[EXERCISE]
Please render every one of the records below as a Markdown table with two columns, Row and Record text, numbering each line in order and skipping blank lines. Leave the pictures out.

[EXTRACTED INFORMATION]

********

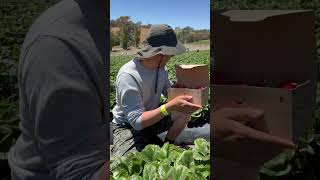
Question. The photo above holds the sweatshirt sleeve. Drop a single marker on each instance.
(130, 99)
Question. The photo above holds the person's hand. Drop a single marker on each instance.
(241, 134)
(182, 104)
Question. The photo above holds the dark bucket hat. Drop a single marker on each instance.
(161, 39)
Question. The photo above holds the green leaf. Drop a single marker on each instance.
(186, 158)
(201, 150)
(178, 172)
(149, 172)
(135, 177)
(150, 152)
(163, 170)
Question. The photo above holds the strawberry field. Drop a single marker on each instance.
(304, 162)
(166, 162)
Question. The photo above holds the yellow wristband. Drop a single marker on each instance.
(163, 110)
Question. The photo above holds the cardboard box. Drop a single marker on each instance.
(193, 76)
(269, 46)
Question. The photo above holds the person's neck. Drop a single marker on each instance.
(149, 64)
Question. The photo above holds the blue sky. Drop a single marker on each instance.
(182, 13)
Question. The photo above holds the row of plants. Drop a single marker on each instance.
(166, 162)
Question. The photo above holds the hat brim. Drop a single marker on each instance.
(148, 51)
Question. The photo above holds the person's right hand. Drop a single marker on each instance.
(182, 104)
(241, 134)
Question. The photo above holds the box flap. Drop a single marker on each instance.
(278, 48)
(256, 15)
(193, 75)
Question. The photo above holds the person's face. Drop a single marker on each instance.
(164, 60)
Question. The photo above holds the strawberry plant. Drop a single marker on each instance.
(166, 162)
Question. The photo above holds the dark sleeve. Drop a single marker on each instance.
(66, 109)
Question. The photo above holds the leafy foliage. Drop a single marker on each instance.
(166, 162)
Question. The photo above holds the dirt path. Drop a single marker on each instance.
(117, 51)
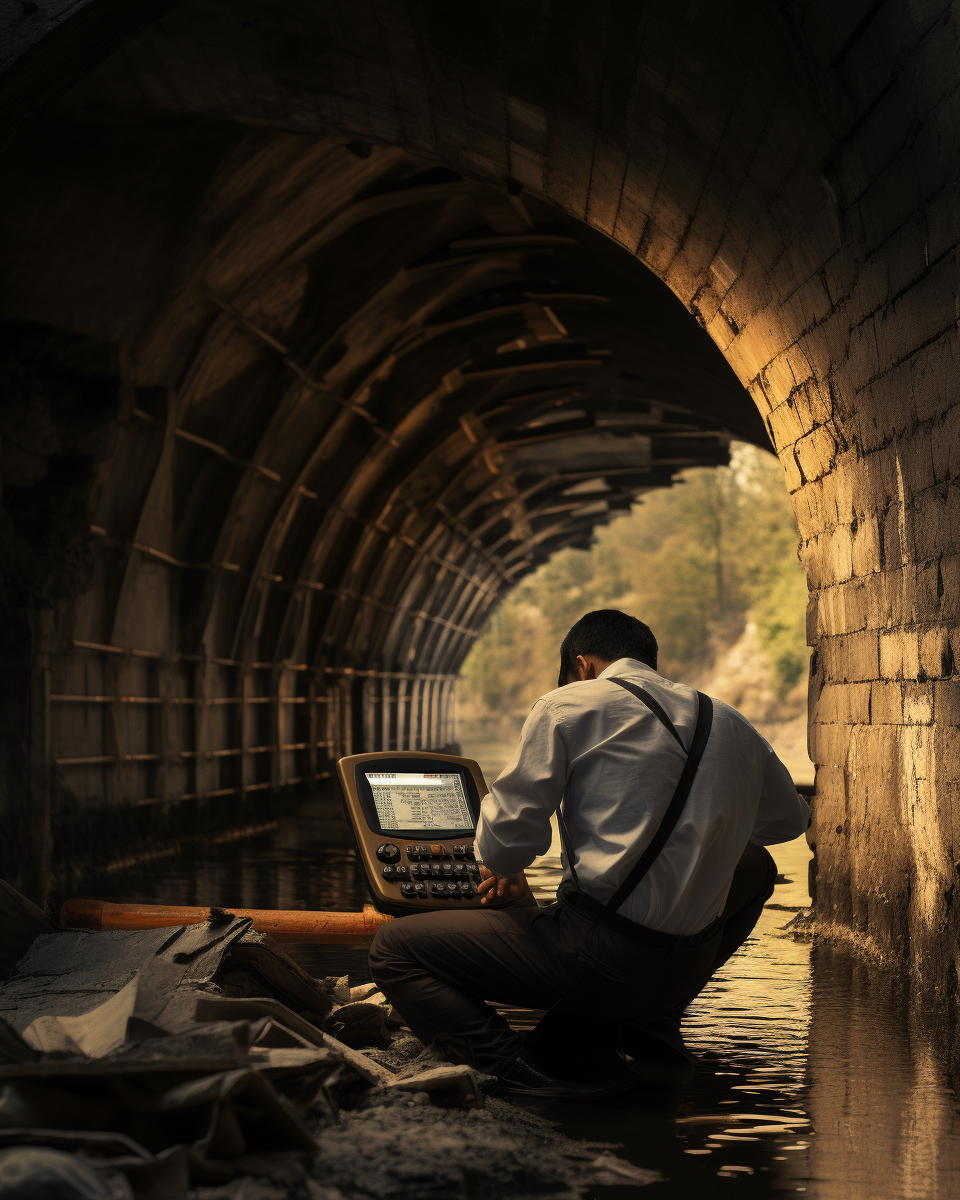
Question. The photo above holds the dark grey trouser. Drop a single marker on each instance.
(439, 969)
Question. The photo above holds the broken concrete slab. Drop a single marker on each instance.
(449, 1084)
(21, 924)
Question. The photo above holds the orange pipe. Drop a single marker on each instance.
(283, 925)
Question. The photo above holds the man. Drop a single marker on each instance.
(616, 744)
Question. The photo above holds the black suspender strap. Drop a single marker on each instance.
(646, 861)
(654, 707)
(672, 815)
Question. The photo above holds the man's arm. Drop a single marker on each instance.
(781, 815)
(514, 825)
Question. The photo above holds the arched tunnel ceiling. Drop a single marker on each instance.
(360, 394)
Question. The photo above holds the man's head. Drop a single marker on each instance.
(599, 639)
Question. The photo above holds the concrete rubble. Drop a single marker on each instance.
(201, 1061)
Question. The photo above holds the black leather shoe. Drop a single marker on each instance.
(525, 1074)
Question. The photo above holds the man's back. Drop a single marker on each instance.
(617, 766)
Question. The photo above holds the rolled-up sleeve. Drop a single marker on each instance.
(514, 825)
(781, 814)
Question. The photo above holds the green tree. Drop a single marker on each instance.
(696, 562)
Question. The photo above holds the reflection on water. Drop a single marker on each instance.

********

[ANSWER BELOW]
| Row | Record text |
|---|---|
| 1 | Question. The photo above holds the sweatshirt sleeve. Drop a single marker on each instance. |
| 2 | (130, 99) |
| 3 | Question. The photo above holds the person's hand. Drop a single marker on each instance. |
| 4 | (241, 134) |
| 5 | (182, 104) |
| 6 | Question. The photo above holds the dark bucket hat. Drop a single marker on each instance. |
| 7 | (161, 39) |
| 8 | Question. The photo above holds the green leaf. Drop a single marker on each instance. |
| 9 | (186, 158) |
| 10 | (201, 150) |
| 11 | (178, 172) |
| 12 | (149, 172) |
| 13 | (135, 177) |
| 14 | (150, 152) |
| 15 | (163, 170) |
| 16 | Question. The photo above holds the strawberry field. Drop a single marker on each instance. |
| 17 | (304, 162) |
| 18 | (166, 162) |
| 19 | Question. The photo above holds the yellow wristband. Drop a single marker on each instance. |
| 20 | (163, 110) |
| 21 | Question. The photo above holds the cardboard box. Drop a single marker on each instance. |
| 22 | (193, 76) |
| 23 | (269, 46) |
| 24 | Question. The photo above holds the person's neck. Drop a single marker on each instance. |
| 25 | (149, 64) |
| 26 | Question. The photo above holds the blue sky. Drop a single marker on each instance. |
| 27 | (182, 13) |
| 28 | Question. The photo above holds the row of plants. Drop a single marker on each instance. |
| 29 | (166, 162) |
| 30 | Question. The photo above holds the hat brim. Drop a single marker on each instance. |
| 31 | (148, 51) |
| 32 | Question. The photo above holds the person's right hand. Drop a single marker on each instance. |
| 33 | (182, 104) |
| 34 | (241, 134) |
| 35 | Question. The photo above holds the box flap. Drop a single marker on each instance. |
| 36 | (278, 48) |
| 37 | (256, 15) |
| 38 | (193, 75) |
| 39 | Question. The photo above holds the person's face. Drop a single marker on each instance. |
| 40 | (164, 60) |
| 41 | Question. The photo above holds the strawberry plant. Drop a single marker on each instance. |
| 42 | (166, 162) |
| 43 | Question. The photo above holds the dark sleeve. Drop a single marker on each instance. |
| 44 | (66, 109) |
| 45 | Question. The photo above holds the leafy foliage. Drop a single marker on each instance. |
| 46 | (166, 162) |
| 47 | Question. The photo above holds the dirt path. Drop a single marker on each instance. |
| 48 | (117, 51) |
| 49 | Question. The photo above holds the dark grey trouser. Drop a single marker on each instance. |
| 50 | (439, 969) |
| 51 | Question. The photo above holds the broken concrete slab. Drop a single marker on each instance. |
| 52 | (449, 1084) |
| 53 | (21, 924) |
| 54 | Question. The photo above holds the orange pipe. Drop a single marker on each instance. |
| 55 | (283, 925) |
| 56 | Question. The photo above holds the man. Drop a single marker on each instance. |
| 57 | (616, 744) |
| 58 | Question. The photo above holds the black suspender strap. Drop a single marker on each instance. |
| 59 | (646, 861) |
| 60 | (654, 707) |
| 61 | (672, 815) |
| 62 | Question. The photo above holds the man's arm. Drop a single marker on each instance. |
| 63 | (781, 815) |
| 64 | (514, 825) |
| 65 | Question. The photo above holds the arched tunnel ceiling. Drop a single marker on each instance. |
| 66 | (360, 394) |
| 67 | Question. The photo above holds the man's head. Drop a single marker on each instance. |
| 68 | (599, 639) |
| 69 | Question. The photo above holds the concrete rubble. Drop a single marker on each instance. |
| 70 | (201, 1061) |
| 71 | Question. The photo above holds the black leather shoe. Drop a single marker on each instance. |
| 72 | (525, 1074) |
| 73 | Question. The photo above holds the man's back. Drop a single marker on each instance. |
| 74 | (617, 766) |
| 75 | Question. The photo above holds the rolled-up sleeve. Drop a single marker on each instance. |
| 76 | (514, 825) |
| 77 | (781, 814) |
| 78 | Question. The photo above holds the green tree. Drop a single marker on each instance. |
| 79 | (696, 562) |
| 80 | Question. The photo above holds the reflection on water. Drop a single marker on each instance. |